= REQUEST 1 =
In the Canadian dollar article, who is Adam Button?
= REQUEST 2 =
Extend the Canadian dollar article past its final sentence.

= EXTRACT =
######
TORONTO, June 9 (Reuters) - The foreign exchange options market is showing much less risk of a sharp drop in the Canadian dollar than before last November’s U.S. election, which could spell bad news for speculators who have heavily shorted the underperforming currency.
Bearish bets on the loonie ramped up in May to a record high as Canada’s largest alternative lender Home Capital Group Inc nearly collapsed in April.
But short-sellers are battling a decline in volatility that has hit stock, bond and foreign exchange markets over recent months and which implies that the Canadian dollar will not fall very far. The decline in volatility could leave sellers sitting on positions that are no longer working and looking for an exit all at once if a positive catalyst for the currency emerges.
“Canadian dollar sellers are expecting an aggressive Canadian dollar move and the market is saying it is not going to happen,” said Adam Button, currency analyst at ForexLive.
Investors typically pay more in the options market for downside than upside protection in the Canadian dollar because the commodity-linked currency tends to weaken fast when appetite for risk declines.
But the drop in Canadian dollar volatility has helped reduce the premium that investors are willing to pay for puts versus calls on the currency, known as the price of a “risk reversal,” to a nearly 2-year low.
######
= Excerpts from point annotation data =
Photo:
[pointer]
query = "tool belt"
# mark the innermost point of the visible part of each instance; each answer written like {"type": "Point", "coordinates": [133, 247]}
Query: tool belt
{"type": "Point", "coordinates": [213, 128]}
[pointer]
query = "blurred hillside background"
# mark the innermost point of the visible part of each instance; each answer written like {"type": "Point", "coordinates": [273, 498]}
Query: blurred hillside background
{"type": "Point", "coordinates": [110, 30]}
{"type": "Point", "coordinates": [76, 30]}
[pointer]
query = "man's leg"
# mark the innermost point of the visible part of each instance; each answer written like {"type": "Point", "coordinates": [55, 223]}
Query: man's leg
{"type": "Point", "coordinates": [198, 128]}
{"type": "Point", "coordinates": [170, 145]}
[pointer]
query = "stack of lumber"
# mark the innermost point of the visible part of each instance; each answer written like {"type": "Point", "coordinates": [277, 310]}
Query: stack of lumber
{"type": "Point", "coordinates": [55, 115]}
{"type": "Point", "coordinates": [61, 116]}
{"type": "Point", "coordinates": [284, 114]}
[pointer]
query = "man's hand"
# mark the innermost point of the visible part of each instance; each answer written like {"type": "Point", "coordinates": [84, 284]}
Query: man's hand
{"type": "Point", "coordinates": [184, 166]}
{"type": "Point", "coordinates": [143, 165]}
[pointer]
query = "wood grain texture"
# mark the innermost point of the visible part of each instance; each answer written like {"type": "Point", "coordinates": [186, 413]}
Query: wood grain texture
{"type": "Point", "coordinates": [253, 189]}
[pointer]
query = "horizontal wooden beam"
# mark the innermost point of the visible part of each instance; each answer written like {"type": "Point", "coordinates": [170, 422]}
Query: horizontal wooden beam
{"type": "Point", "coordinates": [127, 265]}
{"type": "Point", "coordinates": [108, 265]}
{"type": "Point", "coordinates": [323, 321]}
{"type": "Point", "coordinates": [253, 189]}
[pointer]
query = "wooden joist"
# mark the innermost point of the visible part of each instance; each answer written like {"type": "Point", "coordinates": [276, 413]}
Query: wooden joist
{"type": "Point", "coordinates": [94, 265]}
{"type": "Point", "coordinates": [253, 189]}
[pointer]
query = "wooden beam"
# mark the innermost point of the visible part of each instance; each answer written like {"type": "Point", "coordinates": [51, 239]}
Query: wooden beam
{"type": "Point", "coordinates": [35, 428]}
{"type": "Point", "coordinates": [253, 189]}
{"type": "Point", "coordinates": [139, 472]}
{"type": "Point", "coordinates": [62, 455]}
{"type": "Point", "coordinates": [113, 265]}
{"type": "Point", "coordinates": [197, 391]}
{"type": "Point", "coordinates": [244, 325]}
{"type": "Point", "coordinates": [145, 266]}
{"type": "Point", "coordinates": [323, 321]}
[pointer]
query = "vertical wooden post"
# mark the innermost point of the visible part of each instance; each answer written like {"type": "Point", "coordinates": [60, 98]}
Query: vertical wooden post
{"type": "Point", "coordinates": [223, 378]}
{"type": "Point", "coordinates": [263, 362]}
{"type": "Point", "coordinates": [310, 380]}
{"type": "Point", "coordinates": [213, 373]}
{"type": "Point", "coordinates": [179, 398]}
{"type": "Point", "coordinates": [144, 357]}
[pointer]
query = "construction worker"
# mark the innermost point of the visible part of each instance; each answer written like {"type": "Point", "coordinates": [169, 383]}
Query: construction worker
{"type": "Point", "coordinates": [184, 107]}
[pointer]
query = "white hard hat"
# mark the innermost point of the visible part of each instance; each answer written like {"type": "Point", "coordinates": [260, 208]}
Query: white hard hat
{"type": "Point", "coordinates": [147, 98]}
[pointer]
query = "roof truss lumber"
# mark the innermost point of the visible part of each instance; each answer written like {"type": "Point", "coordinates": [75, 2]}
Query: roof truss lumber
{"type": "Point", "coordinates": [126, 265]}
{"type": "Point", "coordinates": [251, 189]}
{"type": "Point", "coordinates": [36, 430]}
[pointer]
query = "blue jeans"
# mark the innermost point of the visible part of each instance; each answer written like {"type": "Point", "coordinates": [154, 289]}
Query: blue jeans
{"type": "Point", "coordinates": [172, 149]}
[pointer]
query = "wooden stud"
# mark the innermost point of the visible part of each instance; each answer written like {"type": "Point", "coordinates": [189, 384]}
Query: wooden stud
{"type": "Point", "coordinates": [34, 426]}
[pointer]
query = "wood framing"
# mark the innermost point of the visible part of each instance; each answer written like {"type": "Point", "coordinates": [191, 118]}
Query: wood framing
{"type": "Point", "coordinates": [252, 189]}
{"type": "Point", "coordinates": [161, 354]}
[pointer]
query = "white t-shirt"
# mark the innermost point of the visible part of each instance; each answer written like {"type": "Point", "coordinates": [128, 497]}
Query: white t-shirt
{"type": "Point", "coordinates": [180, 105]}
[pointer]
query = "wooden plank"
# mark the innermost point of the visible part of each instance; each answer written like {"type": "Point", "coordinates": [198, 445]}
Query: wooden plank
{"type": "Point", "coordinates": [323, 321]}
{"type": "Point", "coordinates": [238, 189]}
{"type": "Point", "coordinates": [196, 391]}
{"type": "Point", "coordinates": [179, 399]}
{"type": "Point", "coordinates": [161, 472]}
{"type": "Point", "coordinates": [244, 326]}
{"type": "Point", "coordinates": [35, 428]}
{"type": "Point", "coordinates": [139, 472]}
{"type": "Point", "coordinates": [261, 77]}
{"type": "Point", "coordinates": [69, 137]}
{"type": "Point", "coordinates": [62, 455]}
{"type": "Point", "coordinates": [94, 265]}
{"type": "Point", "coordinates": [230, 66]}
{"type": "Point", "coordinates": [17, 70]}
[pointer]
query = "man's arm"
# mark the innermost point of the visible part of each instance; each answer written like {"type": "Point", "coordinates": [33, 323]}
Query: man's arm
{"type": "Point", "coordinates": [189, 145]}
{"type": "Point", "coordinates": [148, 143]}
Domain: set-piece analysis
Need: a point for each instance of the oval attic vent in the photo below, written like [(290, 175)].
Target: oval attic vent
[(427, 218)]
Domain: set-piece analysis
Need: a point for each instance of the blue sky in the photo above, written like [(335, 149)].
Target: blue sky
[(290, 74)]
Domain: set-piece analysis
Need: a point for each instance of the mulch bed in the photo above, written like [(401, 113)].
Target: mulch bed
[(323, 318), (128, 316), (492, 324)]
######
= OUTPUT 1 =
A currency analyst at ForexLive.

= OUTPUT 2 =
“It is more of a risk-on environment than a risk-off environment and people are not afraid that there is going to be a rapid depreciation of the Canadian dollar,” said Simon Côté, managing director, risk management solutions, National Bank Financial.
A Reuters poll last week showed that foreign exchange strategists expect the loonie to dip to C$1.36 to the U.S. dollar, or 73.53 U.S. cents, in the short term but to recover some ground in a year as a strengthening domestic economy encourages the Bank of Canada to prepare the market for interest rate hikes.
The currency was trading around C$1.3430 on Friday after strong domestic jobs data.
The central bank has not raised its policy rate, which sits at 0.5 percent, since 2010 but struck a more upbeat tone in May than investors had expected.
“The May meeting was a game changer in terms of viewing the currency pair from a strategic perspective,” said Mazen Issa, senior FX strategist, at TD Securities.
The grind lower in risk reversals could indicate that market participants have become less bearish on the outlook for the Canadian dollar over the multi-month horizons that contracts in the option market tend to be written, Issa added.
The loonie has been the weakest performer among G10 currencies this year as oil prices fell and the Trump administration started the countdown toward renegotiation of the North American Free Trade Agreement.
Investors have also worried that record high borrowing by Canadians will weigh on the country’s economy if a red-hot housing market slows.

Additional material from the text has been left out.